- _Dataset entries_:
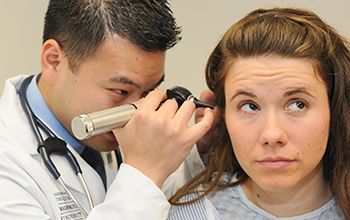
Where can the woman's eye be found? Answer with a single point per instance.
(249, 107)
(120, 92)
(296, 106)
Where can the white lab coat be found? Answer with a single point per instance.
(28, 191)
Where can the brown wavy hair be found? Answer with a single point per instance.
(288, 33)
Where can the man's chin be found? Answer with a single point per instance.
(103, 142)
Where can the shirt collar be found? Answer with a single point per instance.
(42, 111)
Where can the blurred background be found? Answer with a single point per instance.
(203, 22)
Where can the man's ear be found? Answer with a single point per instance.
(52, 58)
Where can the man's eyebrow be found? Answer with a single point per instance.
(244, 93)
(124, 80)
(296, 90)
(159, 82)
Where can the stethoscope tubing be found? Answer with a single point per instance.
(45, 153)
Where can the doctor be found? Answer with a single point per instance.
(97, 55)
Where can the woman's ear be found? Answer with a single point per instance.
(52, 57)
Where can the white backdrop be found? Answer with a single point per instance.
(203, 23)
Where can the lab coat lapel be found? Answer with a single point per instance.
(19, 125)
(92, 179)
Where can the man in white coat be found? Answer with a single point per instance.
(97, 54)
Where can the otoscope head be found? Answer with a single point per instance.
(181, 94)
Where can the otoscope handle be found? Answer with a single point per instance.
(88, 125)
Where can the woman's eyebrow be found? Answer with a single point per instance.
(297, 90)
(244, 93)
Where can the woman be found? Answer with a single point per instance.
(282, 80)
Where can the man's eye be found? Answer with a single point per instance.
(249, 107)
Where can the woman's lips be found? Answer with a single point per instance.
(275, 163)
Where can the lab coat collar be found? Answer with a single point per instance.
(17, 123)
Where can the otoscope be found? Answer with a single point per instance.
(88, 125)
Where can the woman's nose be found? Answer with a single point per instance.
(273, 131)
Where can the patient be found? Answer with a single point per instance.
(282, 80)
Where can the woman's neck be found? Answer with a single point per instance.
(309, 195)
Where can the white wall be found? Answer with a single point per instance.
(203, 23)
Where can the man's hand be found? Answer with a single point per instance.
(157, 139)
(207, 141)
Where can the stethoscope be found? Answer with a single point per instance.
(52, 145)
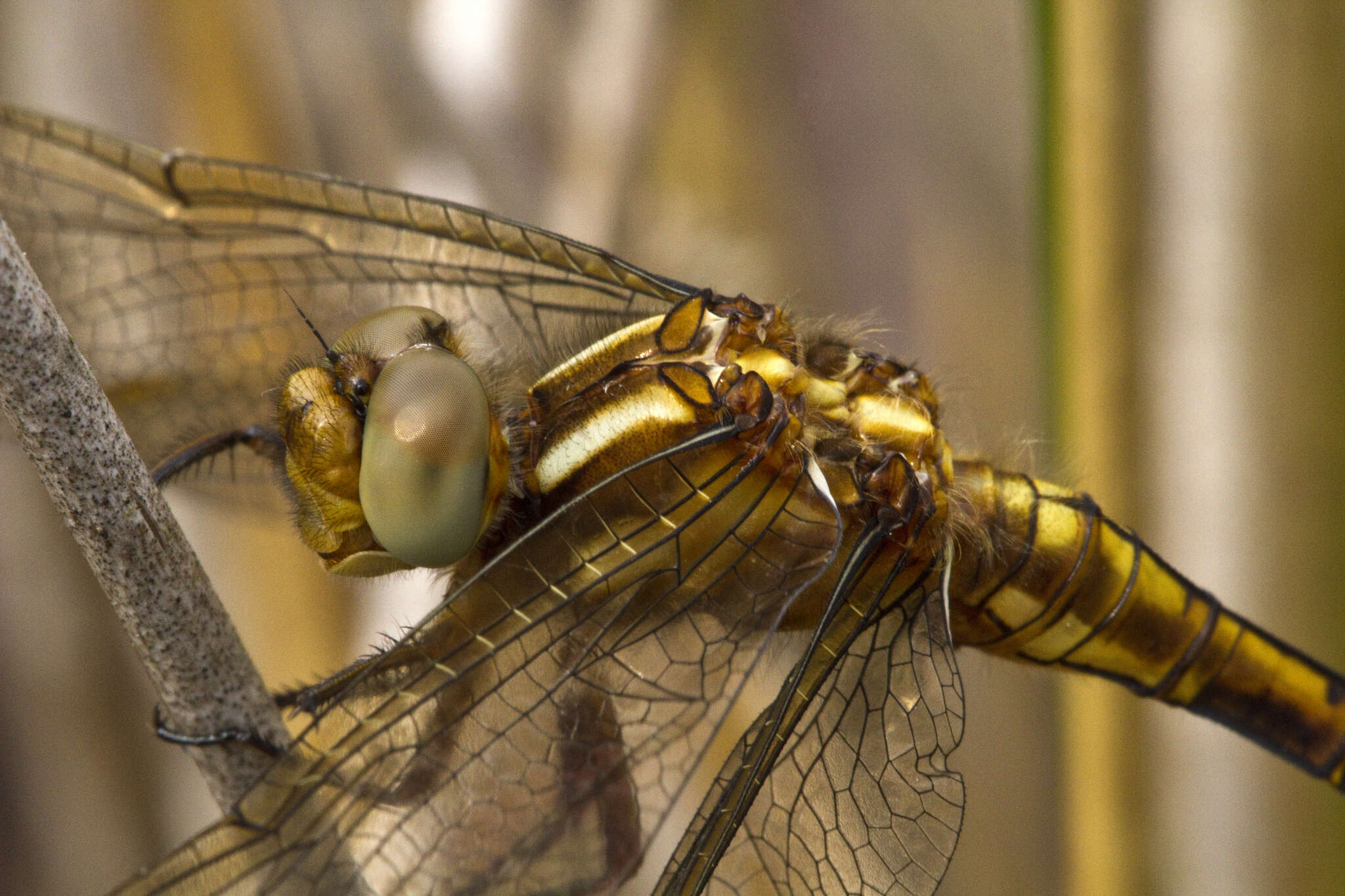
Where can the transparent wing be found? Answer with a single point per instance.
(843, 785)
(533, 733)
(862, 800)
(175, 273)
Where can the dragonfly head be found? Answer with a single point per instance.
(391, 448)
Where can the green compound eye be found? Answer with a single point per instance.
(426, 457)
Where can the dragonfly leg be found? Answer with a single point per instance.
(263, 440)
(213, 739)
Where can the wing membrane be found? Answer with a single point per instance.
(862, 800)
(175, 273)
(531, 735)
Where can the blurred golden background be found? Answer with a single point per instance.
(1113, 233)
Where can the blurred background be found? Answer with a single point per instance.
(1113, 233)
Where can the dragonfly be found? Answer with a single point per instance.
(648, 495)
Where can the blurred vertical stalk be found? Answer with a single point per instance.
(1090, 104)
(1245, 363)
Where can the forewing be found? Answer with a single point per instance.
(862, 800)
(531, 735)
(175, 273)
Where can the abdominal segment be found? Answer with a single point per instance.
(1044, 575)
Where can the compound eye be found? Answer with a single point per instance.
(387, 332)
(426, 457)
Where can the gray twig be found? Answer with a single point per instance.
(139, 554)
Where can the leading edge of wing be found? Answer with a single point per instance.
(173, 184)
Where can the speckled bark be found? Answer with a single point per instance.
(128, 535)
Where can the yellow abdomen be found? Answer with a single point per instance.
(1043, 575)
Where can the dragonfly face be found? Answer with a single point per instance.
(640, 521)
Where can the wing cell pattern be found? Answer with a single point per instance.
(531, 735)
(862, 800)
(178, 274)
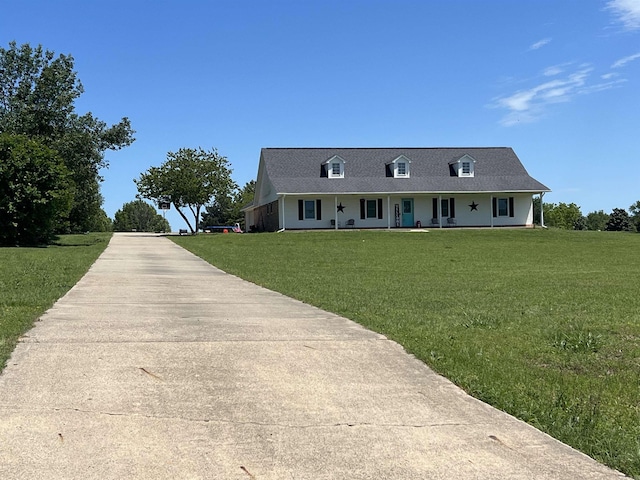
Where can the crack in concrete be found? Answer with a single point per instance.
(268, 424)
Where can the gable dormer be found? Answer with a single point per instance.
(399, 168)
(333, 168)
(463, 167)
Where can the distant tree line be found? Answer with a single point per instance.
(139, 216)
(569, 217)
(50, 156)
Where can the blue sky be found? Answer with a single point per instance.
(556, 80)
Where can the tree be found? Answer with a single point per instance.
(189, 178)
(37, 99)
(619, 221)
(226, 210)
(562, 215)
(141, 217)
(35, 191)
(597, 220)
(634, 210)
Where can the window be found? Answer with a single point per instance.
(333, 168)
(444, 207)
(447, 208)
(309, 209)
(503, 207)
(371, 208)
(399, 167)
(463, 167)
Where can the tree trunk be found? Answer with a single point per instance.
(184, 218)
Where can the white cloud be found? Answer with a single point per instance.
(627, 12)
(623, 61)
(528, 105)
(540, 43)
(553, 71)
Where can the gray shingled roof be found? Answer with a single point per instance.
(297, 170)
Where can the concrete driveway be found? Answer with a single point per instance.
(157, 365)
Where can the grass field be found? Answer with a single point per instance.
(32, 279)
(544, 324)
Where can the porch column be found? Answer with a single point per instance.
(282, 214)
(491, 211)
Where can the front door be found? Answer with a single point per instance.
(407, 212)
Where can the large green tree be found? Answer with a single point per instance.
(619, 221)
(141, 217)
(37, 98)
(562, 215)
(189, 179)
(35, 191)
(597, 220)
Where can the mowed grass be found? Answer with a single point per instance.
(543, 324)
(32, 279)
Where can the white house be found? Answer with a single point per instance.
(321, 188)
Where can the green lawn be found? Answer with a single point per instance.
(544, 324)
(32, 279)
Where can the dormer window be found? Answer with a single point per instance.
(334, 167)
(463, 167)
(400, 167)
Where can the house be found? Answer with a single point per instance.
(321, 188)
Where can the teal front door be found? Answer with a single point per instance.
(407, 212)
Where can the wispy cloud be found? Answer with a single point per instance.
(627, 12)
(525, 106)
(554, 70)
(540, 44)
(623, 61)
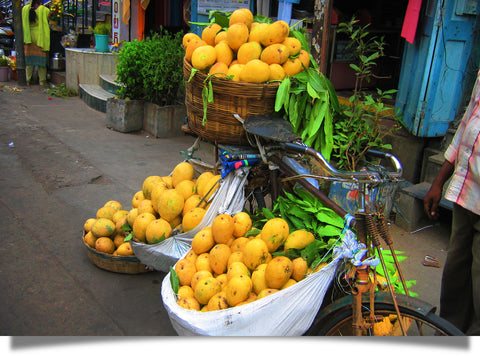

- _YOUR GOAL_: Each record above must be retyped exactly. Omit the pictures.

- _EXPECTED OUTPUT_:
Where can the woman's eye be found? Answer with a single point per instance.
(249, 107)
(120, 92)
(296, 106)
Where can the white lab coat be found? Answer with a single point per instance.
(28, 191)
Where can the brown wavy hair be found? Answer with a single point per instance.
(288, 33)
Where can the man's chin be found? Answer with a single point per instance.
(103, 142)
Where can the shirt collar be found? Answer with a single point per instance.
(42, 111)
Where can the blurred background be found? Answer with a single point per instance.
(203, 22)
Where can the man's ear be found? Answer with a single point per instance.
(52, 58)
Where can the man's eyebrow be found? Answer with a single point per instance.
(244, 93)
(124, 80)
(296, 90)
(159, 82)
Where can the stethoscope tubing be found? Answer with a single point per instance.
(45, 153)
Where can the doctor be found? Answer with a single point per instance.
(97, 55)
Where can the woman's ear be found? Answer with a single point per instance.
(52, 57)
Where can the white backdrop be found? Answer with a single point per instance.
(203, 23)
Where can the lab coat lapel be found? Answer with a single point per instance.
(19, 125)
(92, 179)
Where can the man in white coat be found? Answer with a single point per instance.
(97, 54)
Where can the otoscope head be found? Answer with a single point per instance.
(181, 94)
Where can the otoscope handle be found? Answer with a single point per instance.
(88, 125)
Where can the woman's eyebrow be found? Answer with a single point per instance.
(297, 90)
(244, 93)
Where can the woman be found? Answer with a single point per instance.
(282, 80)
Where can the man's eye be found? Answer with a single point per instance.
(249, 107)
Where can the woman's lips be found? Answer with a single point per instance.
(275, 163)
Where can the lab coat collar be found? Answer with a single point per instance.
(17, 123)
Where can the otoscope be found? Answer with a single point per instance.
(88, 125)
Where can the woman's nose be found? Answer with a single point per instance.
(273, 131)
Where can the patient be found? Answer with a single point per instance.
(282, 80)
Where can the woman's neck be found? Answer with a single point per instance.
(309, 195)
Where can the white wall be found? Answer with a single point per instance.
(203, 23)
Where can the man's hand be found? Answer with a single point per instance.
(157, 139)
(207, 141)
Where can the stethoscope be found? Answer with a single point per instance.
(52, 145)
Where can the transparent wing be found? Answer with a single point per instance.
(843, 785)
(533, 733)
(862, 800)
(175, 273)
Where can the dragonfly head be found? Answer with a single point per instance.
(391, 448)
Where can the green compound eye be found? Answer with a single point per instance.
(426, 457)
Where can the dragonfly leg be found? Answer with a single point per instance.
(263, 440)
(213, 739)
Where can the wing membrane be found? Answer with a single point per instance.
(862, 800)
(175, 273)
(531, 735)
Where can the blurred golden background be found? Answer with a single point per instance.
(1113, 233)
Where can the blurred background be found? Answer with a single point per instance.
(1113, 233)
Where can the dragonfly be found? Answer with a single point per instance.
(648, 495)
Where can the blurred vertical stalk be found? Answer with a single point per instance.
(1090, 104)
(1245, 363)
Where can the forewing be found? Answer with a single point per instance.
(862, 800)
(531, 735)
(175, 273)
Where can the abdominal segment be found? Answer with a single point per instance.
(1044, 575)
Where can the compound eye be found? Answer with a single point per instance.
(387, 332)
(426, 457)
Where can the gray twig be found? Answer with a single point per instance.
(139, 554)
Where can the leading edge of wing be found? Answer with a single point per instance.
(173, 184)
Where can the speckled bark be found? Answer with a single point per instance.
(128, 535)
Where can the yellow abdomen be found? Answer with a single point per instance.
(1043, 575)
Where can the dragonfly face be found? Answer with a single point per instance.
(640, 521)
Where can the wing cell pattern be found? Answer with a single point per instance.
(531, 735)
(862, 800)
(178, 274)
Where can the crack in concrete be found? Answer with a single point per instance.
(268, 424)
Where can the gable dormer be found? Answer with a single point per instance.
(399, 168)
(333, 168)
(463, 167)
Where can the distant tree line be found? Answer with a single point per instance.
(139, 216)
(569, 217)
(50, 156)
Where can the blue sky be found? Answer with a single point per instance.
(556, 80)
Where can the tree be found? Answer with a single point per instance.
(189, 178)
(37, 99)
(619, 221)
(226, 210)
(562, 215)
(141, 217)
(35, 191)
(597, 220)
(634, 210)
Where can the window be found? Answer with a single point per instance.
(333, 168)
(444, 207)
(447, 208)
(309, 209)
(503, 207)
(371, 208)
(399, 167)
(463, 167)
Where can the tree trunk be found? Answer with a single point per instance.
(184, 218)
Where can the white cloud be found? Answer with a single point per instance.
(627, 12)
(623, 61)
(528, 105)
(540, 43)
(553, 71)
Where can the gray shingled roof be found? Answer with a single point per instance.
(297, 170)
Where can the concrete driveway be found? Answer with a single point per instance.
(157, 365)
Where can the grass field be found? Answer with a single point per instance.
(32, 279)
(544, 324)
Where can the porch column be found? Answer with a single point per instance.
(282, 214)
(491, 211)
Where can the front door be found? Answer with a single point per instance.
(407, 212)
Where can the large green tree be found? Answer with a single point per instance.
(619, 221)
(141, 217)
(37, 98)
(562, 215)
(189, 179)
(35, 191)
(597, 220)
Where can the mowed grass be found? Answer with a single point per instance.
(543, 324)
(32, 279)
Where can the white house be found? Answer with a single point per instance.
(321, 188)
Where can the green lawn be found? Answer with a single point per instance.
(544, 324)
(32, 279)
Where can the dormer window be found? Answer with a single point per instance.
(334, 167)
(463, 167)
(400, 167)
Where can the house be found? Answer with a single point per instance.
(321, 188)
Where can the teal front door be found? Answer with a single point per instance.
(407, 212)
Where can the wispy cloud be found? Answer with a single point per instance.
(627, 12)
(525, 106)
(554, 70)
(540, 44)
(623, 61)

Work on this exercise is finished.